• _Excerpt to read_
=== Begin Enclosure ===

= Thelma D. Sullivan =

American linguist

Thelma Dorfman Sullivan (18 August 1918—11 August 1981) was an American paleographer, linguist and translator, regarded as one of the foremost scholars in the 20th century of the Classical Nahuatl language. Significant works include a compendium of Nahuatl grammar (1976), noted as the most comprehensive treatment of its day, and her translation of Bernardino de Sahagún's 16th-century text known as the Primeros Memoriales, completed by colleagues after her death.

== Life and education ==
Thelma Sullivan was born Pearl Thelma Dorfman to Rose Tannenbaum and Irving Dorfman in New York City in 1918. She attended Julia Richman High School, an all-girls school on the upper east side of Manhattan, and then went on to Hood College, where she majored in English literature. She did graduate work studying languages at the City College of New York and Johns Hopkins University. She married businessman Dennis Sullivan and they moved to Mexico City in 1948, where they lived until her death from cancer at age 62.

=== End Enclosure ===

• _Provided information_
=== Begin Enclosure ===

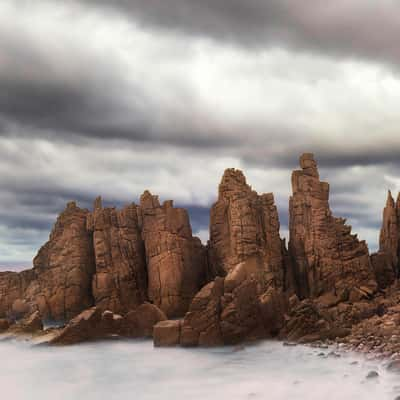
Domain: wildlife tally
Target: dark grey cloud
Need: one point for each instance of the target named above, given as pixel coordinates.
(355, 28)
(113, 98)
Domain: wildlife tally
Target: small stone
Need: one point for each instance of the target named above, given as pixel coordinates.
(372, 375)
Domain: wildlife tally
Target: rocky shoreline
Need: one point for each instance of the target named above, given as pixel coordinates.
(139, 272)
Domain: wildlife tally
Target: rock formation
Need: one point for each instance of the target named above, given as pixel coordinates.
(245, 225)
(386, 261)
(328, 258)
(64, 267)
(59, 285)
(176, 261)
(248, 301)
(120, 281)
(101, 270)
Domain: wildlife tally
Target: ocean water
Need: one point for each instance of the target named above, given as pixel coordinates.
(122, 370)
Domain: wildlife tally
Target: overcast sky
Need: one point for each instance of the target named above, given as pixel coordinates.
(111, 98)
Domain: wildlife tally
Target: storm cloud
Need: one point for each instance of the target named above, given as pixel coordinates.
(113, 98)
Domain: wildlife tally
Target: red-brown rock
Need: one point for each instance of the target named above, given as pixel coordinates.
(141, 321)
(176, 261)
(386, 262)
(64, 268)
(245, 225)
(120, 282)
(167, 333)
(327, 256)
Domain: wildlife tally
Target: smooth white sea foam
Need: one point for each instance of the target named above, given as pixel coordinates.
(122, 370)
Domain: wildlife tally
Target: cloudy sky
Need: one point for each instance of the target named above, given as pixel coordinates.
(111, 98)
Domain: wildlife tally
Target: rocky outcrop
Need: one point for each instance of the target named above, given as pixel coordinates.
(167, 333)
(235, 308)
(59, 285)
(245, 225)
(64, 268)
(124, 272)
(327, 257)
(13, 287)
(93, 324)
(140, 322)
(249, 299)
(386, 261)
(176, 261)
(120, 281)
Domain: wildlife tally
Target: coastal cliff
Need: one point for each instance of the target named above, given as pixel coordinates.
(125, 272)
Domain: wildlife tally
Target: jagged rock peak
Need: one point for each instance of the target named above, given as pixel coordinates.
(245, 225)
(147, 200)
(176, 261)
(327, 256)
(308, 164)
(98, 203)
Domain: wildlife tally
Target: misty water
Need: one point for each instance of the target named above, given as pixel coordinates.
(135, 370)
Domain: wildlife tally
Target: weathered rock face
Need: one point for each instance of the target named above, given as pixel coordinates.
(120, 281)
(93, 324)
(249, 300)
(167, 333)
(59, 285)
(13, 286)
(327, 256)
(386, 262)
(235, 308)
(64, 268)
(245, 225)
(176, 261)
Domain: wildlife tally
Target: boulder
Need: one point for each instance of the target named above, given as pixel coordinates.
(32, 324)
(167, 333)
(327, 257)
(141, 321)
(85, 326)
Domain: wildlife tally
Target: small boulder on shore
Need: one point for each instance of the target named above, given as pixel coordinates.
(167, 333)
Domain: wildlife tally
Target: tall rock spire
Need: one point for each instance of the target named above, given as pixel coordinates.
(328, 258)
(244, 224)
(386, 261)
(176, 260)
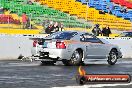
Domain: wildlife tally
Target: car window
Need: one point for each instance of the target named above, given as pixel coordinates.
(126, 34)
(89, 38)
(62, 35)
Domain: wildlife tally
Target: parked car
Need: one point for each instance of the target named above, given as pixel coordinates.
(73, 47)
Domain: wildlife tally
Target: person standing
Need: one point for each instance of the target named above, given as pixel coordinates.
(106, 31)
(24, 20)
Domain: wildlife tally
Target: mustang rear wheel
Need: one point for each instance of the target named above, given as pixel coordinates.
(76, 59)
(112, 59)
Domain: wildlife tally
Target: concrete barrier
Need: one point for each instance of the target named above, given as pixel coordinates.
(11, 46)
(124, 43)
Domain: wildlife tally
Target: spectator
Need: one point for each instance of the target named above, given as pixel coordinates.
(106, 31)
(96, 30)
(24, 20)
(110, 7)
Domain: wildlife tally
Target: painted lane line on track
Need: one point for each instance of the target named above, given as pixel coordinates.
(97, 85)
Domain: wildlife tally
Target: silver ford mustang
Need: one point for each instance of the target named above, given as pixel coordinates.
(73, 48)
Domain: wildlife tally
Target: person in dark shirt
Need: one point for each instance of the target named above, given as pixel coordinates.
(106, 31)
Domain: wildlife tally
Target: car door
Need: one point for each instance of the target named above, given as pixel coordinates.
(95, 48)
(100, 49)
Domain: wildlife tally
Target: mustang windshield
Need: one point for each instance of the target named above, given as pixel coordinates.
(62, 35)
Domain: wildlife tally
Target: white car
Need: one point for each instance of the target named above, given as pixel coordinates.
(73, 48)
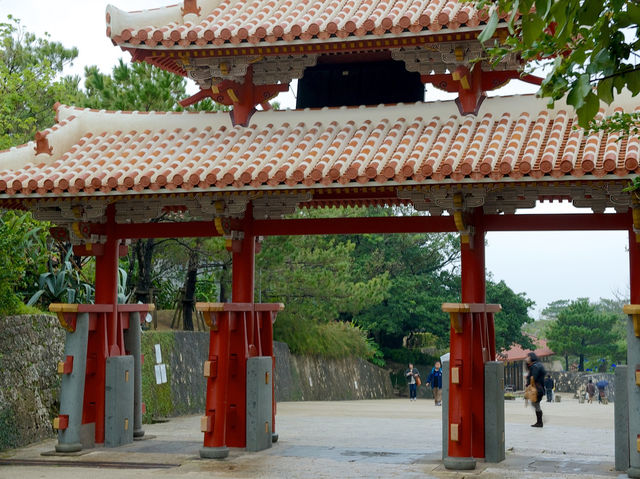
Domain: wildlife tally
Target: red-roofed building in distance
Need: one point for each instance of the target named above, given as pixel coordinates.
(515, 369)
(362, 135)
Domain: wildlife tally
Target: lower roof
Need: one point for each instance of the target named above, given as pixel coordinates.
(90, 152)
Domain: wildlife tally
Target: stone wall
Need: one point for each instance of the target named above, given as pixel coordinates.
(570, 381)
(30, 348)
(305, 378)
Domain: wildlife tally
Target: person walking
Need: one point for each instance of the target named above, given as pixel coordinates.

=== End Enclosure ===

• _What you will do_
1. Please decide whether each statement agrees with the Thelma Sullivan biography, answering yes or no and quoting the words that settle it. (a) Sullivan majored in English literature at Hood College. (b) Sullivan and her husband moved to Mexico City in 1958. (c) Sullivan finished her translation of the Primeros Memoriales herself before she died.
2. According to the Thelma Sullivan biography, which high school did Sullivan attend?
3. Extend the Thelma Sullivan biography beyond its last sentence.

• _Responses per task_
1.
(a) Yes: "went on to Hood College, where she majored in English literature"
(b) No: "they moved to Mexico City in 1948"
(c) No: "completed by colleagues after her death"

2. Julia Richman High School, an all-girls school on the upper east side of Manhattan.

3.
== Career ==
In New York City Sullivan worked as a professional writer in radio and theater. She continued to write after moving to Mexico City, contributing to the English language newspaper The News. While in Mexico City, Sullivan also worked as a Cultural Assistant to the U.S. Embassy. In this position she was asked to produce an English translation of the Bernardino de Sahagún's text Historia general de las cosas de Nueva España. Though she initially was working from Spanish to English, she soon also began studying Nahuatl under Padre Ángel María Garibay Kintana. She would eventually become a teacher of Classical Nahuatl at the Escuela Nacional de Antropología de México, though research and translation was her passion. Sullivan had great interest in the cultural history of Mexico, and she stressed that to be a good translator one had to understand the culture. Using her understanding of Aztec culture she sought to convey not just the meaning but the tone of the texts she translated. She wrote her compendium of Nahuatl grammar which was published in Spanish during her lifetime and in English after her death. In the decade before her death, she worked at both the Philological Research Institute of the National Autonomous University of Mexico (UNAM) and at the Centro de Investigaciones Superiores of the National Institute of Anthropology and History (INAH) working on publications centering around texts by Fray Andrés de Olmos and Sahagún. Her translations of Aztec poetry, mythology, prayers and proverbs was published posthumously as A Scattering of Jades: Stories, Poems, and Prayers of the Aztecs. A volume of British Archaeological Reports was published in her honor in 1988, Smoke and Mist: Mesoamerican Studies in Memory of Thelma D. Sullivan.